◆ Source passage:
## Computing reproducing kernels with arbitrary boundary constraints.(English)Zbl 0777.65003

The space of all functions with $$m-1$$ absolutely continuous derivatives and a square-integrable $$m$$th derivative is denoted by $$H^ m$$, $$m\geq 1$$. Smoothing with $$L$$-splines involves the use of the penalty term $$\| x\|^ 2_ 2=\int(Lx)^ 2(t)dt$$, where $$L$$ is an arbitrary linear differential operator of order $$m$$. This also involves the choice of $$m$$ constraint functionals to define two orthogonal subspaces $$H_ 1=\text{ker }L$$ and a complementary subspace $$H_ 2$$ which partition $$H^ m$$.

◆ Given records:
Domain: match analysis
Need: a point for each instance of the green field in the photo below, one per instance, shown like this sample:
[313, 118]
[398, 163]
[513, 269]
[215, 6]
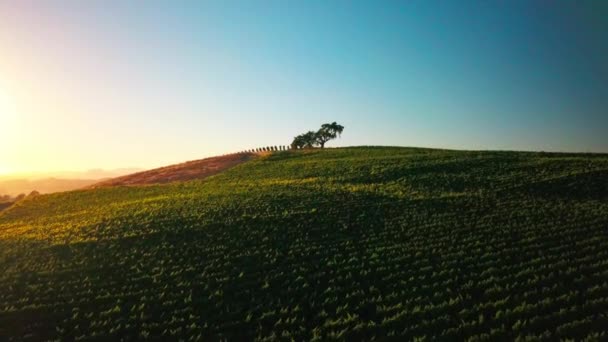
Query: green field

◆ Prompt: From the review on computing reproducing kernels, extract verbatim the passage between "The space of" and "partition $$H^ m$$.", inclusive.

◆ Task result:
The space of all functions with $$m-1$$ absolutely continuous derivatives and a square-integrable $$m$$th derivative is denoted by $$H^ m$$, $$m\geq 1$$. Smoothing with $$L$$-splines involves the use of the penalty term $$\| x\|^ 2_ 2=\int(Lx)^ 2(t)dt$$, where $$L$$ is an arbitrary linear differential operator of order $$m$$. This also involves the choice of $$m$$ constraint functionals to define two orthogonal subspaces $$H_ 1=\text{ker }L$$ and a complementary subspace $$H_ 2$$ which partition $$H^ m$$.